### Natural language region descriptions
◆ ◆ ◆ ◆

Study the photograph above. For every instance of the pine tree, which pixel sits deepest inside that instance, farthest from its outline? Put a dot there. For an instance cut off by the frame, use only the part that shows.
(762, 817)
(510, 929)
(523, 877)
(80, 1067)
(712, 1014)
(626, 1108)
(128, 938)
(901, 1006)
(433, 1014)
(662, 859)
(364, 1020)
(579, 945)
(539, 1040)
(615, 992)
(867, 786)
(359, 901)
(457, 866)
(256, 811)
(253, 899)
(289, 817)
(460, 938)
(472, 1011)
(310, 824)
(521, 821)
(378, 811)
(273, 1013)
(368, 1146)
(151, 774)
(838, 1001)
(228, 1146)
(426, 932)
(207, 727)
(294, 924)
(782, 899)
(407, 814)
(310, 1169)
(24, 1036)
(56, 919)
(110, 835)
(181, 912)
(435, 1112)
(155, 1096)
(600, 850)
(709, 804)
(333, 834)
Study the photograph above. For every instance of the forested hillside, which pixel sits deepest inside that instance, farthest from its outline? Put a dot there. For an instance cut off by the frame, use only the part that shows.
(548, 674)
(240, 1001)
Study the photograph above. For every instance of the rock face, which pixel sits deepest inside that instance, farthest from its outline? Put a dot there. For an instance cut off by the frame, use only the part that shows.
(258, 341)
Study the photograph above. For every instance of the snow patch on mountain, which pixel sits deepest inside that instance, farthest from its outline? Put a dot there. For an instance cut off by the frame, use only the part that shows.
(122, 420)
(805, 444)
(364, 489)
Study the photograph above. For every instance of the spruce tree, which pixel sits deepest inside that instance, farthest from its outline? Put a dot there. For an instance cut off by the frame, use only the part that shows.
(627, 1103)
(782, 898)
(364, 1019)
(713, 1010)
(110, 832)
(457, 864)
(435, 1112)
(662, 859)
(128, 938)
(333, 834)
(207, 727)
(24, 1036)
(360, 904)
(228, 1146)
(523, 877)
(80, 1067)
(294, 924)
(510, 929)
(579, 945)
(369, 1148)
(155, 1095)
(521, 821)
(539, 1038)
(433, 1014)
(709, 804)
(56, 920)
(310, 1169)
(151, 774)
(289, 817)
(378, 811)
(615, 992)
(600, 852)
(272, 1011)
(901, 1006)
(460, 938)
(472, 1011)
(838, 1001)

◆ ◆ ◆ ◆

### WHAT TO DO
Each entry needs to be given again exactly as it stands.

### EXPECTED ANSWER
Study the photograph above. For every instance of the pine tree, which pixel sits deepest inside that instance, farthest from its outline? Put a dot there. For an instance cut off by the frame, use only the part that shows.
(762, 817)
(510, 929)
(523, 877)
(80, 1067)
(712, 1014)
(626, 1108)
(128, 938)
(901, 1006)
(433, 1014)
(662, 859)
(364, 1020)
(579, 945)
(539, 1040)
(615, 992)
(867, 786)
(359, 901)
(457, 866)
(256, 811)
(253, 899)
(289, 817)
(460, 938)
(472, 1011)
(310, 824)
(521, 821)
(378, 811)
(273, 1013)
(368, 1146)
(151, 774)
(838, 1001)
(228, 1146)
(426, 932)
(207, 727)
(294, 924)
(782, 899)
(407, 814)
(310, 1169)
(24, 1036)
(56, 919)
(110, 835)
(181, 912)
(435, 1112)
(155, 1096)
(600, 850)
(709, 804)
(333, 834)
Study the photograph above. For every instance of the forested hillside, which pixel sits deepest inside that instance, farthest from its outline? Put a dot there. For an instance cut off by the frame, use only the part that shows.
(548, 674)
(240, 1001)
Study the photograph above. For every instance of the rock face, which pixel sits deepest inside that instance, farthest from its outline? Put a dot there. For an instance cut off by the frame, use only the part that shows.
(258, 341)
Study the photograph above. For every instance of the snow patch on mountain, which pixel sits deepest inside that instance, farthest from its outline? Put a dot there. For an instance cut off by the frame, use only the part that shows.
(122, 420)
(805, 444)
(364, 489)
Study the photograph above. For every instance of the spruce tree, which pixel sits deepest inside that instance, farthest from its outline? Put a dot there. For an instance cut off by the frame, use only the part that shows.
(627, 1103)
(782, 898)
(364, 1019)
(713, 1010)
(110, 832)
(457, 864)
(435, 1112)
(662, 859)
(128, 938)
(333, 834)
(207, 727)
(24, 1036)
(360, 904)
(228, 1146)
(523, 877)
(80, 1067)
(294, 924)
(510, 929)
(579, 945)
(369, 1148)
(155, 1095)
(521, 821)
(539, 1038)
(433, 1014)
(709, 804)
(56, 920)
(310, 1169)
(151, 774)
(289, 817)
(378, 811)
(615, 992)
(600, 852)
(272, 1011)
(901, 1006)
(460, 938)
(472, 1011)
(838, 1001)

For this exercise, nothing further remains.